▶ **Goal of the exercise**: Give everything from the line containing "Tag the stone paving" down to the end of the items as a JSON list of strings, one string per line, with blank lines omitted.

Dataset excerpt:
↓↓↓

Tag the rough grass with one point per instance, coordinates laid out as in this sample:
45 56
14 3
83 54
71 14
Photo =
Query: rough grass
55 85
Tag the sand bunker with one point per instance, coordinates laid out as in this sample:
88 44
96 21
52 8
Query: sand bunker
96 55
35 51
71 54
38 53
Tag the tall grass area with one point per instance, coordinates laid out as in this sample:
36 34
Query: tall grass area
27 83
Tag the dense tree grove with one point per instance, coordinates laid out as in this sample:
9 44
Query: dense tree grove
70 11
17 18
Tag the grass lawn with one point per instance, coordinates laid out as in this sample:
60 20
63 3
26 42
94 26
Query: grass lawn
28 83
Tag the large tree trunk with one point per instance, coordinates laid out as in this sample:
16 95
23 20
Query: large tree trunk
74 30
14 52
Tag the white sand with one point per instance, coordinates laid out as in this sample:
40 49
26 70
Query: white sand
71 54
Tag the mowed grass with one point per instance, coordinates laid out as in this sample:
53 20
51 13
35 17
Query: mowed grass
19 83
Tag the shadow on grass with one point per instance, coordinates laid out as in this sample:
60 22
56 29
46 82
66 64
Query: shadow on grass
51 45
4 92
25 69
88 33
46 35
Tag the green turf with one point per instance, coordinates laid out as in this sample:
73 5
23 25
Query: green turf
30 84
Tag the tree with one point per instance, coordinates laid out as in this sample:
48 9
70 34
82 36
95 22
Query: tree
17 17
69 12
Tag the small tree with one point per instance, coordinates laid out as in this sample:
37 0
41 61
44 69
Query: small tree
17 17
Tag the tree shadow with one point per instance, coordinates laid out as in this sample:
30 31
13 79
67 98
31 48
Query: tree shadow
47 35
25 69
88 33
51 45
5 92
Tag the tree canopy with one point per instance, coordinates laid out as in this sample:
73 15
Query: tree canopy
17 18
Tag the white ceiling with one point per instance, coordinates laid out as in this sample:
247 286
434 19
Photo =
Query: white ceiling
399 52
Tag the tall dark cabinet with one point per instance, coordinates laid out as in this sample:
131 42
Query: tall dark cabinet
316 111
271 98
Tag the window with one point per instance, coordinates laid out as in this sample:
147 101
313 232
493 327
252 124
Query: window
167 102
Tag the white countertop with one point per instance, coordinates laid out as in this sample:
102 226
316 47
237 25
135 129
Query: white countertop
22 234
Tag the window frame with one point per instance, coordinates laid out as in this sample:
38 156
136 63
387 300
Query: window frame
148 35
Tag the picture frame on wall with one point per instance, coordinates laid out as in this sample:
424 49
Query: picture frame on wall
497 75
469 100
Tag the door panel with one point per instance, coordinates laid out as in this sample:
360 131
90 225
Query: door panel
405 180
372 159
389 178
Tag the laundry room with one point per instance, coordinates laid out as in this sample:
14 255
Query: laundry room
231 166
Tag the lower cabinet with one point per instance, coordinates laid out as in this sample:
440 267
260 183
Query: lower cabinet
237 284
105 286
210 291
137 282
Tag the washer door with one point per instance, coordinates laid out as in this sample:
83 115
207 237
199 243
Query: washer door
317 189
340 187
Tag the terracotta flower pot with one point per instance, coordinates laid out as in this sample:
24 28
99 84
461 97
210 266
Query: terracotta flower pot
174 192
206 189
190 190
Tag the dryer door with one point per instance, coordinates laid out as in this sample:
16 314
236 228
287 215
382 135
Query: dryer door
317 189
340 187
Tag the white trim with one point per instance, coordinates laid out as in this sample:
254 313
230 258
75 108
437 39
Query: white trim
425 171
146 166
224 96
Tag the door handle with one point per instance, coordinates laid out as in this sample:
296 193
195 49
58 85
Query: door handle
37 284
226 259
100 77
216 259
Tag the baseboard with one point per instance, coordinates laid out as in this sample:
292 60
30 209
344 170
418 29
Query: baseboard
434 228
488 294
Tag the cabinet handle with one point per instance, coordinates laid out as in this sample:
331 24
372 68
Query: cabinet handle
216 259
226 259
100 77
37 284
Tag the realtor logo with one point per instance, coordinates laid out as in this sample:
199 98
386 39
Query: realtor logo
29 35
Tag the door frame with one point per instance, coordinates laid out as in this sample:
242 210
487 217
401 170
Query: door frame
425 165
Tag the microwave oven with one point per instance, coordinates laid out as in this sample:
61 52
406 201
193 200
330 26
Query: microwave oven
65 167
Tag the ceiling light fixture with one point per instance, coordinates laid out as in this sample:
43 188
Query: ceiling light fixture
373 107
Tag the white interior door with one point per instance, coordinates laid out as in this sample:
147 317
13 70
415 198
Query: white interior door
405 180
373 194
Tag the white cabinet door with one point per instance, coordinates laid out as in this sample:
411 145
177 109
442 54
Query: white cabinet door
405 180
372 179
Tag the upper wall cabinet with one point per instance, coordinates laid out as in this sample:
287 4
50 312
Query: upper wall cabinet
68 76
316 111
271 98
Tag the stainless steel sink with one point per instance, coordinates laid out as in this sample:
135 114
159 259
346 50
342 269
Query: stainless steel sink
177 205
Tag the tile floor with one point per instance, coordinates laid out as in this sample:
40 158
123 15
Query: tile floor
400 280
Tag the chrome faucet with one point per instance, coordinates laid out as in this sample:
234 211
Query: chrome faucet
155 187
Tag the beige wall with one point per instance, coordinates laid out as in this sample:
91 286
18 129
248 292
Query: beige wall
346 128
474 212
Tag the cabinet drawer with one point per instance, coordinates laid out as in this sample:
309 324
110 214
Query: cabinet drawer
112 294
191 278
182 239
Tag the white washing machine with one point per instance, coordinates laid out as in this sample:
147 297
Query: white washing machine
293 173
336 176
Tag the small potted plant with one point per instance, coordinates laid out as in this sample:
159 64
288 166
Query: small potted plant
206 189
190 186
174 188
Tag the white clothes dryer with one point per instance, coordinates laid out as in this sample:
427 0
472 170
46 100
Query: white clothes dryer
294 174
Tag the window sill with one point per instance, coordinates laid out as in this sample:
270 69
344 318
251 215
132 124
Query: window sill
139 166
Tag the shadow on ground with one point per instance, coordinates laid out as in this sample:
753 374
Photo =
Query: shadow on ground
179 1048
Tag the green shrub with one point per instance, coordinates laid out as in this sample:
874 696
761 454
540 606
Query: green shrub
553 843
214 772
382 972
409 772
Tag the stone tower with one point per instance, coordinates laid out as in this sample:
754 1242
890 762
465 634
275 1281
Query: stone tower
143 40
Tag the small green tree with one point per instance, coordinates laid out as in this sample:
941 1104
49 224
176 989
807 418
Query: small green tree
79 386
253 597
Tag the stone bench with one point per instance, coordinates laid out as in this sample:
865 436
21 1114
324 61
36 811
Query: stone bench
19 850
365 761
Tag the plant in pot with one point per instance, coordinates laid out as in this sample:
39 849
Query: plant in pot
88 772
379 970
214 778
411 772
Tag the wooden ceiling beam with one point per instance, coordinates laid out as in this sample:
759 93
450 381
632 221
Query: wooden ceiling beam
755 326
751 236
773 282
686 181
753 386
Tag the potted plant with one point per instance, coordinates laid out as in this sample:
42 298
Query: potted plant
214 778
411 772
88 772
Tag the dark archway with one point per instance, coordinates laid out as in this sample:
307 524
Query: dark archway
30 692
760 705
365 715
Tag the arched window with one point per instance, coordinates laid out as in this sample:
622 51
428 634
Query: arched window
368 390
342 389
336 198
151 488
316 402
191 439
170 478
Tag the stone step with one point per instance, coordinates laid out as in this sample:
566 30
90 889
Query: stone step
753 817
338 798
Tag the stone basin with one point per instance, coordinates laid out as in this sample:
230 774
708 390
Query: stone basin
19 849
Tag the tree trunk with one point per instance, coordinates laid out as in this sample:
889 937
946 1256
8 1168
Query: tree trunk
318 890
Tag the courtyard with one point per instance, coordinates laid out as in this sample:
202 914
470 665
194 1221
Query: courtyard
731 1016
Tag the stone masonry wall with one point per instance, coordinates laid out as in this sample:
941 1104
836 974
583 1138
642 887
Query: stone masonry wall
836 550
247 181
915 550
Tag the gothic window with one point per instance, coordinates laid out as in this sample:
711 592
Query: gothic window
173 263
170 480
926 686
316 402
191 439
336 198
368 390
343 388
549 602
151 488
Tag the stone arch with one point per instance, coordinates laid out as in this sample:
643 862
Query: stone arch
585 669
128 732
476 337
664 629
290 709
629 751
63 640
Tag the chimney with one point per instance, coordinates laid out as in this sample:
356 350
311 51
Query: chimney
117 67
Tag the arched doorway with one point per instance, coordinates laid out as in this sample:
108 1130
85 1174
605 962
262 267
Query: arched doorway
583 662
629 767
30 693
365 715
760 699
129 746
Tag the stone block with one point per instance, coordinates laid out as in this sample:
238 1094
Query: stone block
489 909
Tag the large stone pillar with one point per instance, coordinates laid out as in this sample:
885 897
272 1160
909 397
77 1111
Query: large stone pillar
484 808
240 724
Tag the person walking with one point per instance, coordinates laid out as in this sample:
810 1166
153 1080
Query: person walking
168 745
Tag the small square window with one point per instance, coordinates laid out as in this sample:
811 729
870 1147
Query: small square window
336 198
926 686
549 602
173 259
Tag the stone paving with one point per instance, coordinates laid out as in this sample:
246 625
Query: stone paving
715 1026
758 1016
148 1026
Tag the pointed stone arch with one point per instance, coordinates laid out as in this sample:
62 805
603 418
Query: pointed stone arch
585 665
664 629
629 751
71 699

↑↑↑

▶ **Answer for the task**:
[
  "Tag the stone paving with one point per instance, coordinates laid out as in this sample:",
  "246 625",
  "Query: stone paving",
  "715 1026",
  "758 1016",
  "148 1026",
  "Tag the pointed stone arch with one point per instance, coordinates laid out as in this sample:",
  "62 805",
  "603 418",
  "Query: pointed stone arch",
  "585 665",
  "664 629",
  "629 751",
  "71 699"
]